Task details
Copy every line below precisely as it appears.

Data shown
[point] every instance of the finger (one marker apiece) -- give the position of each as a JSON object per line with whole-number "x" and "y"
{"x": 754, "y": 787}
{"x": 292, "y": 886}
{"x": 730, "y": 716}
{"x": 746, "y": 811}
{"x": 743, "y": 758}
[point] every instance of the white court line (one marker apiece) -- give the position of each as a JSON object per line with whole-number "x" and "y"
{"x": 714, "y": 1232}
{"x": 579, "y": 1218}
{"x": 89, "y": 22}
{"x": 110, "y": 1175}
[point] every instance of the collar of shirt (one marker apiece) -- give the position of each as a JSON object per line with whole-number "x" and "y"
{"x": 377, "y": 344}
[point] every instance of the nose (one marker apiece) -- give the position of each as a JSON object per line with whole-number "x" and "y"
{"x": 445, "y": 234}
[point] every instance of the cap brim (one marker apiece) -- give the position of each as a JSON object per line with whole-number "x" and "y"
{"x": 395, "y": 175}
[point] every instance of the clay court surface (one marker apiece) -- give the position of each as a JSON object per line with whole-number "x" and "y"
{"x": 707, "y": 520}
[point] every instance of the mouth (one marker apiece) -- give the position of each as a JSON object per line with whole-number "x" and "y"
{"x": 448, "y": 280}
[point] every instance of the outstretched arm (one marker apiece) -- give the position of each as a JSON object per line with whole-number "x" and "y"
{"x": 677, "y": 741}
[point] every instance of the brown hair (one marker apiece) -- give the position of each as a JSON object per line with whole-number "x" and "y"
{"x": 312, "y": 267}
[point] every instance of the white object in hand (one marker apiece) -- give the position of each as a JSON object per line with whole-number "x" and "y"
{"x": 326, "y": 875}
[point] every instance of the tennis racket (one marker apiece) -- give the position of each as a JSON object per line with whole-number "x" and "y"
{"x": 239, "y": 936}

Problem solution
[point] every instance of the finger (one marker apiece) -- give the position of each as a JSON object per line with whole-number "x" and "y"
{"x": 754, "y": 787}
{"x": 292, "y": 886}
{"x": 730, "y": 716}
{"x": 746, "y": 811}
{"x": 743, "y": 758}
[point] every instance of the white court line (one marker apiece) -- give the position of each as a JSON object per line with whole-number "x" and "y"
{"x": 714, "y": 1232}
{"x": 579, "y": 1218}
{"x": 89, "y": 22}
{"x": 110, "y": 1175}
[point] every instance of the collar of shirt (one marker apiece) -- give the position of each as a JSON object per line with whole-number "x" and "y"
{"x": 377, "y": 344}
[point] every instance of the nose (one marker apiece) -- give the position of each as a JSON object per line with whole-number "x" and "y"
{"x": 445, "y": 234}
[point] every instance of the cap brim (one marker apiece) -- give the position of each as a JSON object per line with whole-number "x" and "y"
{"x": 395, "y": 175}
[point] every instance of the clay court surface (one marker apiece) -- give the position of each as a JSON object per line with whole-number "x" and "y"
{"x": 707, "y": 520}
[point] every instance of the mouth (one marker apiece) -- give the position of each as a JSON object per line with whole-number "x" and "y"
{"x": 448, "y": 280}
[point] every instance of the outstretched arm (one marker apiece) -- give the position of each as a JSON object per line with whole-number "x" and "y"
{"x": 677, "y": 741}
[point] every instance of the brown hair (one marker apiece) -- give the position of each as a JSON object per line with whole-number "x" and "y"
{"x": 312, "y": 267}
[point] every instance of the white object in hand (one marker apiece) -- give the position of each as a JSON object per line with whole-number "x" and "y"
{"x": 326, "y": 875}
[point] every instance of the tennis racket (one marker apiece) -- give the position of each as a JSON object per line with whole-number "x" and "y"
{"x": 239, "y": 936}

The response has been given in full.